[Start Record excerpts]
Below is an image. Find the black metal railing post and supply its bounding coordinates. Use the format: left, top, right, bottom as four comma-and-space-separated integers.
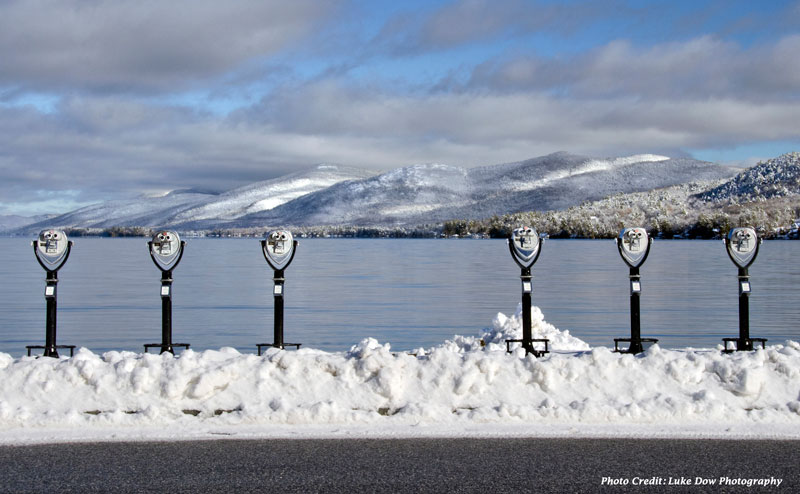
628, 267, 644, 353
272, 269, 286, 348
44, 270, 58, 358
736, 268, 753, 351
160, 271, 175, 355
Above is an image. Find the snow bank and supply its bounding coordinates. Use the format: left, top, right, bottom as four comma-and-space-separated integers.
0, 308, 800, 443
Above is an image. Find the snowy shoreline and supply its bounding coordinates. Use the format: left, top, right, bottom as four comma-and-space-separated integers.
0, 307, 800, 444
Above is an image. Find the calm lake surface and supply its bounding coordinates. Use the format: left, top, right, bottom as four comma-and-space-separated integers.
0, 238, 800, 356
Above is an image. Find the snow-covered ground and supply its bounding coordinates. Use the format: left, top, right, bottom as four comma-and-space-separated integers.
0, 307, 800, 444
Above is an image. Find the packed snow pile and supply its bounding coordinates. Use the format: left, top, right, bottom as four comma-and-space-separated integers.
0, 308, 800, 442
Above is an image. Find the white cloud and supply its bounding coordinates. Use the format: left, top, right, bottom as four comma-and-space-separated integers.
0, 0, 336, 92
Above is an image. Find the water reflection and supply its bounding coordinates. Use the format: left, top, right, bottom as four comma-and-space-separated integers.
0, 238, 800, 355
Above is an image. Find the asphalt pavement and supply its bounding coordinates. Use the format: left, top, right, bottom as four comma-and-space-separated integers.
0, 438, 800, 493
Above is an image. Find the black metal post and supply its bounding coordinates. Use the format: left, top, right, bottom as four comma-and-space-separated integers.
736, 268, 753, 351
256, 240, 301, 355
144, 241, 190, 355
272, 269, 286, 348
44, 270, 58, 358
627, 267, 644, 354
161, 271, 175, 355
25, 237, 75, 358
519, 268, 536, 355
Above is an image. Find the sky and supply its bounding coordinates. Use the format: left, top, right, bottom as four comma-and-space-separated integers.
0, 0, 800, 215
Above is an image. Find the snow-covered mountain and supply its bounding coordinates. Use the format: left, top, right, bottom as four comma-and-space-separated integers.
12, 152, 736, 233
226, 153, 735, 227
0, 214, 55, 233
700, 152, 800, 202
18, 165, 373, 233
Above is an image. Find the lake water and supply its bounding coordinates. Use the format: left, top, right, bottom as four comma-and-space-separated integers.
0, 238, 800, 356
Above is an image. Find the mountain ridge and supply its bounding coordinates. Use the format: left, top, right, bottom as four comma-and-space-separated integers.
9, 152, 735, 233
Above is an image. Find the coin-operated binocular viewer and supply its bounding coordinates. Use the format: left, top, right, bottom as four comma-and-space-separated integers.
25, 230, 75, 358
614, 228, 658, 354
144, 230, 189, 354
506, 227, 550, 357
722, 228, 767, 353
256, 230, 300, 355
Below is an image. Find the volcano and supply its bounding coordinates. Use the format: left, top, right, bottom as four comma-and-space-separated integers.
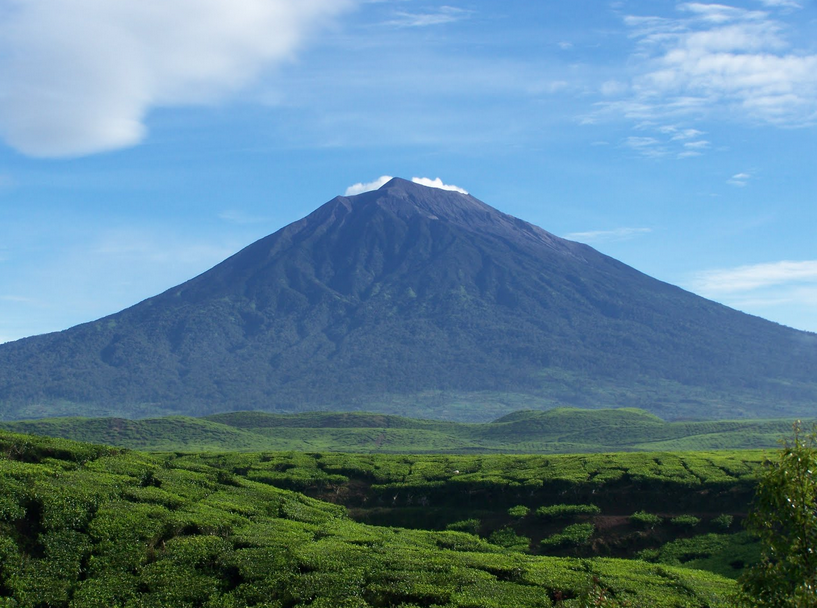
0, 178, 817, 421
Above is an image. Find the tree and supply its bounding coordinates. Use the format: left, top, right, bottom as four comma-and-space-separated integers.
741, 422, 817, 608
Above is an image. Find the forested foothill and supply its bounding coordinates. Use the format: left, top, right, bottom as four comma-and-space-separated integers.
0, 432, 784, 608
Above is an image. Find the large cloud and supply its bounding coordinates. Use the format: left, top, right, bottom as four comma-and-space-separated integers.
601, 0, 817, 126
0, 0, 355, 156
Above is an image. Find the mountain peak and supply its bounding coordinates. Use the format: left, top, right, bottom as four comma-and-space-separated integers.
0, 178, 817, 420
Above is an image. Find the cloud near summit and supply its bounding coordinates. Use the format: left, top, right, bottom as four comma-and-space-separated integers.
345, 175, 468, 196
0, 0, 356, 157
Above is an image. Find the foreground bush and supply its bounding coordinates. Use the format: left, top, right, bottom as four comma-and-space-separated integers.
741, 425, 817, 608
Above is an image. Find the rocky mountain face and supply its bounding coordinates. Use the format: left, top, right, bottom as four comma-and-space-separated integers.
0, 179, 817, 420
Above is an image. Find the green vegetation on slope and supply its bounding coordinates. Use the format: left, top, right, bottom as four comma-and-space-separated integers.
0, 433, 736, 608
0, 180, 817, 422
0, 408, 804, 454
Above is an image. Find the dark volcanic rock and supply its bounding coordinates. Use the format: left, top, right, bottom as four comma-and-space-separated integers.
0, 179, 817, 419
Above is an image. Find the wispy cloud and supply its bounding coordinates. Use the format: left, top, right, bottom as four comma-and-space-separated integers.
565, 228, 652, 243
411, 177, 468, 194
346, 175, 393, 196
0, 0, 355, 157
386, 6, 473, 27
346, 175, 468, 196
693, 260, 817, 294
726, 173, 752, 188
218, 209, 270, 224
626, 2, 817, 126
584, 0, 817, 158
687, 260, 817, 331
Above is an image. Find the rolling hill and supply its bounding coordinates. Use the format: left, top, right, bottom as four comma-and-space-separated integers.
0, 408, 804, 454
0, 179, 817, 421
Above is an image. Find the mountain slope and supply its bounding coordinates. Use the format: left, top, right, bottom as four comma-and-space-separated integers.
0, 179, 817, 420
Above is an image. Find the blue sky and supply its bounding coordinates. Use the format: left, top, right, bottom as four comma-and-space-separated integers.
0, 0, 817, 341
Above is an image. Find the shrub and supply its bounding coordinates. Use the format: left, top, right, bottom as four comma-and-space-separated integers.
741, 423, 817, 608
508, 505, 530, 519
630, 511, 663, 529
536, 505, 601, 519
445, 519, 479, 534
488, 527, 530, 551
541, 524, 596, 549
670, 515, 701, 528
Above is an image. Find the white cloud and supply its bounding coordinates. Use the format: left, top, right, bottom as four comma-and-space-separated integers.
411, 177, 468, 194
688, 260, 817, 332
387, 6, 472, 27
726, 173, 752, 188
0, 0, 354, 157
565, 228, 652, 243
346, 175, 468, 196
218, 209, 270, 225
760, 0, 802, 8
693, 260, 817, 294
346, 175, 393, 196
600, 0, 817, 131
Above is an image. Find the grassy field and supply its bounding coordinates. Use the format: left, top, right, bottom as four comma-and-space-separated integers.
0, 432, 759, 608
0, 408, 804, 454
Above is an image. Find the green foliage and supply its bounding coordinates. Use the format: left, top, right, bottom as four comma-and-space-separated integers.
630, 511, 663, 528
0, 432, 754, 608
488, 526, 530, 552
638, 532, 760, 578
712, 513, 735, 530
536, 505, 601, 520
0, 408, 808, 454
541, 524, 595, 549
670, 514, 701, 528
445, 518, 480, 534
508, 505, 530, 519
741, 425, 817, 608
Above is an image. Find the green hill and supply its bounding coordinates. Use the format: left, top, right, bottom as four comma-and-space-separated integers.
0, 408, 804, 454
0, 432, 736, 608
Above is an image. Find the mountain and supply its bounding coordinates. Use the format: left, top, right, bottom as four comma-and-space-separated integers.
0, 179, 817, 420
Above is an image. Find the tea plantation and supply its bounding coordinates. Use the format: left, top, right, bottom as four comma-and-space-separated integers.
0, 432, 762, 608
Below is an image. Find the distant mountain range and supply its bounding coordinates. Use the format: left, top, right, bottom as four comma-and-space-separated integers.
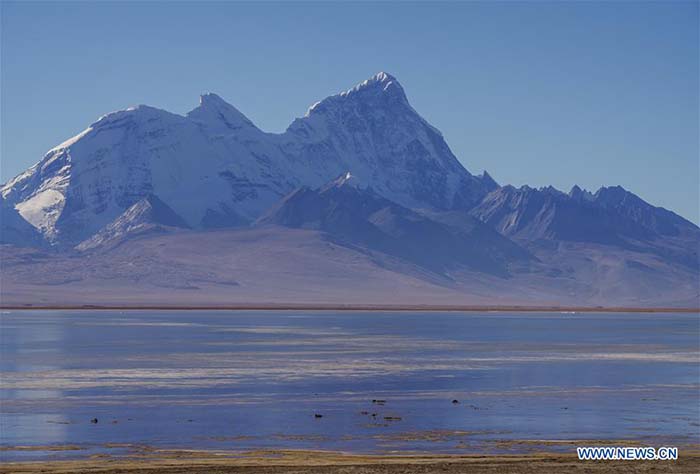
[End Record excerpts]
§ Exercise brief:
Can you recast all of the entries above as a numbered list, leaving out blank lines and omitting the pictures?

§ Answer for the task:
1. Below is an image. Find the black metal railing post and supply its bounding coordinates. Use the format: left, top, right, bottom as four comma-and-space-separated integers.
2. 628, 267, 644, 353
3. 272, 269, 286, 348
4. 44, 270, 58, 358
5. 736, 268, 753, 351
6. 160, 271, 175, 355
7. Above is an image. Find the snow bank and supply its bounding coordinates. Use the format: left, top, right, bottom as four comma-and-space-separated integers.
8. 0, 308, 800, 443
9. Above is an image. Find the snowy shoreline and supply its bounding coordinates. Use the format: left, top, right, bottom as four comma-and-space-separated integers.
10. 0, 307, 800, 444
11. Above is an image. Find the calm lake surface and supply its bounding coordinates. Use the format: left, top, right, bottom as four comma-and-space-separated integers.
12. 0, 238, 800, 356
13. Above is an image. Find the snow-covered ground and supply its bounding coordinates. Use the format: left, top, right, bottom as four comma-and-space-separated integers.
14. 0, 307, 800, 444
15. Above is an image. Find the packed snow pile and supply its bounding coordinates. Use the format: left, top, right, bottom as four comma-and-space-separated integers.
16. 0, 308, 800, 442
17. Above is an image. Find the white cloud and supply its bounding coordinates. Use the format: left, top, right, bottom as four comma-and-space-separated integers.
18. 0, 0, 336, 92
19. Above is an image. Find the water reflection and supply its bounding coordinates. Use the format: left, top, right, bottom as four comma-and-space-separated integers.
20. 0, 238, 800, 355
21. Above is an image. Find the asphalt pavement and supply its bounding coordinates. Use the format: left, top, right, bottom as four comma-and-space-separated integers.
22. 0, 438, 800, 493
23. Above is an image. Find the black metal post and supply its bounding coordinates. Use the format: left, top, right, bottom as four comma-and-space-separated integers.
24. 736, 268, 753, 351
25. 256, 240, 301, 355
26. 144, 241, 190, 355
27. 272, 269, 286, 348
28. 44, 270, 58, 358
29. 627, 267, 644, 354
30. 161, 271, 175, 355
31. 25, 237, 75, 358
32. 519, 268, 536, 355
33. Above is an image. Find the sky and supply its bounding coordinates. Use the format: left, top, right, bottom as four comma-and-space-separated integers.
34. 0, 0, 800, 215
35. Above is an image. Find the snow-covered mountain and supply its bounding coordinates. Use the format: left, top, right, bottom as four comma-and-space-separated integers.
36. 12, 152, 736, 233
37. 226, 153, 735, 227
38. 0, 214, 55, 233
39. 700, 152, 800, 202
40. 18, 165, 373, 233
41. Above is an image. Find the lake water and supply its bounding coordinates. Use the format: left, top, right, bottom as four comma-and-space-separated integers.
42. 0, 238, 800, 356
43. Above is an image. Find the mountain ridge and supply its bounding coordinates. Use the format: left, top, right, bottom as four comma-and-space-separated integers.
44. 9, 152, 735, 233
45. Above is an image. Find the coin-operated binocular viewer and supply its bounding coordinates. Use the format: left, top, right, bottom as four comma-and-space-separated integers.
46. 25, 230, 75, 358
47. 614, 228, 658, 354
48. 144, 230, 189, 354
49. 506, 227, 550, 357
50. 722, 228, 767, 353
51. 256, 230, 300, 355
52. Below is an image. Find the volcano and supply its bounding coordinates. Use the format: left, top, right, bottom as four comma-and-space-separated integers.
53. 0, 178, 817, 421
54. Above is an image. Find the tree and supply its bounding coordinates. Use the format: left, top, right, bottom as four comma-and-space-separated integers.
55. 741, 422, 817, 608
56. Above is an image. Find the forested foothill and supply its bounding coordinates. Use the format: left, top, right, bottom as four comma-and-space-separated integers.
57. 0, 432, 784, 608
58. Above is an image. Find the large cloud and supply its bounding coordinates. Use the format: left, top, right, bottom as four comma-and-space-separated integers.
59. 601, 0, 817, 126
60. 0, 0, 355, 156
61. Above is an image. Find the mountain peak and supply its bounding coordinates. Use the format: left, top, right, bottom as four comma-and-space-separated integers.
62. 0, 178, 817, 420
63. Above is an image. Find the cloud near summit and supply its bounding coordinates. Use the format: left, top, right, bottom as four comma-and-space-separated integers.
64. 345, 175, 468, 196
65. 0, 0, 356, 157
66. Above is an image. Find the foreground bush and supply its bounding coordinates. Use the format: left, top, right, bottom as four comma-and-space-separated integers.
67. 741, 425, 817, 608
68. Above is an image. Find the rocky mountain face and supply its bounding coordinates. Use the format: left, top, right, bottom as four comma-and-space-separated integers.
69. 0, 179, 817, 420
70. Above is an image. Find the green vegetation on slope and supply its bounding coordinates. Use the format: left, top, right, bottom as four comma-and-space-separated integers.
71. 0, 433, 736, 608
72. 0, 180, 817, 422
73. 0, 408, 804, 454
74. Above is an image. Find the dark volcanic rock and supply its bounding coordinates. Use the format: left, top, right, bottom as four comma-and-space-separated integers.
75. 0, 179, 817, 419
76. Above is an image. Find the wispy cloud and supply its bounding coordinates. Use the format: left, top, right, bottom as four comma-and-space-separated integers.
77. 565, 228, 652, 243
78. 411, 177, 468, 194
79. 346, 175, 393, 196
80. 0, 0, 355, 157
81. 386, 6, 473, 27
82. 346, 175, 468, 196
83. 693, 260, 817, 294
84. 726, 173, 752, 188
85. 218, 209, 270, 224
86. 626, 2, 817, 126
87. 584, 0, 817, 158
88. 687, 260, 817, 331
89. Above is an image. Find the rolling hill and supply its bounding coordinates. Use the format: left, top, right, bottom as four comma-and-space-separated integers.
90. 0, 408, 804, 454
91. 0, 179, 817, 421
92. Above is an image. Find the mountain slope and supply its bounding coordinates. Use the format: left, top, right, bottom as four comma-and-space-separated integers.
93. 0, 179, 817, 420
94. Above is an image. Find the blue sky and supply its bounding coordinates. Use the format: left, top, right, bottom as four comma-and-space-separated integers.
95. 0, 0, 817, 341
96. Above is an image. Find the shrub and supply its bounding coordinates. Use the format: left, top, right, bottom as four comma-and-space-separated integers.
97. 741, 423, 817, 608
98. 508, 505, 530, 519
99. 630, 511, 663, 529
100. 536, 505, 601, 519
101. 445, 519, 479, 534
102. 488, 527, 530, 551
103. 541, 524, 596, 549
104. 670, 515, 701, 528
105. Above is an image. Find the white cloud and supply its bounding coordinates. Use the format: left, top, right, bottom as four comma-and-space-separated integers.
106. 411, 177, 468, 194
107. 688, 260, 817, 332
108. 387, 6, 472, 27
109. 726, 173, 752, 188
110. 0, 0, 354, 157
111. 565, 228, 652, 243
112. 346, 175, 468, 196
113. 218, 209, 270, 225
114. 760, 0, 802, 8
115. 693, 260, 817, 294
116. 346, 175, 393, 196
117. 600, 0, 817, 131
118. Above is an image. Find the grassy field and supply its bounding coordinates. Use the format: left, top, right, bottom as four comma-and-space-separated integers.
119. 0, 432, 759, 608
120. 0, 408, 804, 454
121. Above is an image. Find the green foliage and supply its bounding coordinates. Use the format: left, top, right, bottom as four comma-and-space-separated integers.
122. 630, 511, 663, 528
123. 0, 432, 754, 608
124. 488, 526, 530, 552
125. 638, 532, 760, 578
126. 712, 513, 735, 530
127. 536, 505, 601, 520
128. 0, 408, 808, 454
129. 541, 524, 595, 549
130. 670, 514, 701, 528
131. 445, 518, 480, 534
132. 508, 505, 530, 519
133. 741, 425, 817, 608
134. Above is an image. Find the green hill and supply its bounding coordinates. Use the format: left, top, right, bottom as four comma-and-space-separated integers.
135. 0, 408, 804, 454
136. 0, 432, 736, 608
137. Above is an image. Find the mountain and supply its bounding coordinates. Use the format: left, top, right, bottom as four comma-and-space-separated integers.
138. 0, 179, 817, 420
139. Above is an image. Find the tea plantation and supply its bounding coordinates. Use the format: left, top, right, bottom as four comma-and-space-separated integers.
140. 0, 432, 762, 608
141. Below is an image. Find the distant mountain range and supply its bounding coordinates. Use the format: left, top, right, bottom as four comma-and-space-separated integers.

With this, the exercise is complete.